[Region pointing data]
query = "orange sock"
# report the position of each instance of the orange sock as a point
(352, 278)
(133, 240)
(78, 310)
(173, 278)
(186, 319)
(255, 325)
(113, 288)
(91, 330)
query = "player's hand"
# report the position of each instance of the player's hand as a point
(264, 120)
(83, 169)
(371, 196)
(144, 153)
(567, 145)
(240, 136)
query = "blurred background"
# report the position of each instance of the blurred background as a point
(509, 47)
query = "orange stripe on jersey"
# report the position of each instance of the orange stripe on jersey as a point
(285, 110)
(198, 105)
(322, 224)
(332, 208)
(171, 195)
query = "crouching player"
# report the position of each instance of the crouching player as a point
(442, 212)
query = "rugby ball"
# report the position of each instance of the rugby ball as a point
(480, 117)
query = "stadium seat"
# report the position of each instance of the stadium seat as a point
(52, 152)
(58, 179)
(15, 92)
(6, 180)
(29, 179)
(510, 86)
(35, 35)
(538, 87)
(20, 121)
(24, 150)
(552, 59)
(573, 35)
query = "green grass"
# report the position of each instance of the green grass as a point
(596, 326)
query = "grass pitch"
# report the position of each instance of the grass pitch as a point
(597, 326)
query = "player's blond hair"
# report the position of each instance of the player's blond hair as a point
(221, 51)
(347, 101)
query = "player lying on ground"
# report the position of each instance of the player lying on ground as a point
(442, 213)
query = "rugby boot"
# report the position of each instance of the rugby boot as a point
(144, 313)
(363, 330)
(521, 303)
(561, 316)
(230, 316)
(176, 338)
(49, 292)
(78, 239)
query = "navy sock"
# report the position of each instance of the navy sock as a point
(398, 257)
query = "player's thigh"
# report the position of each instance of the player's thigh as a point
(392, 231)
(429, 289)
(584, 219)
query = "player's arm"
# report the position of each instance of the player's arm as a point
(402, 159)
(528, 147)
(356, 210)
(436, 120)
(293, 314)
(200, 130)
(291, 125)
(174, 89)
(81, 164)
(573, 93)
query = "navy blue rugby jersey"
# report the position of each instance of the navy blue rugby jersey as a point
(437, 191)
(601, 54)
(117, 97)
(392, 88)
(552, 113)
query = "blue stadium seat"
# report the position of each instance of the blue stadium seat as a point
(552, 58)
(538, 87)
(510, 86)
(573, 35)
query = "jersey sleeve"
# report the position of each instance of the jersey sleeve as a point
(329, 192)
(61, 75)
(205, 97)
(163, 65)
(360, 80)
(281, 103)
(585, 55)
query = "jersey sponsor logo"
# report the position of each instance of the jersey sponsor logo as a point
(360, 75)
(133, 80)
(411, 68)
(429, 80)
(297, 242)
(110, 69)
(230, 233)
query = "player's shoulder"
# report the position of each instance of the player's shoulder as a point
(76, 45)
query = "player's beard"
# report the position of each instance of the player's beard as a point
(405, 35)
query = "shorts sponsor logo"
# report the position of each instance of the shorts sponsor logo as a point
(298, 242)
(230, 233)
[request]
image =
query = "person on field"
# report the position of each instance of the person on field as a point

Activity:
Could you please give the number of lines in the data above that contain the word "person"? Only the number is needed.

Output for this task:
2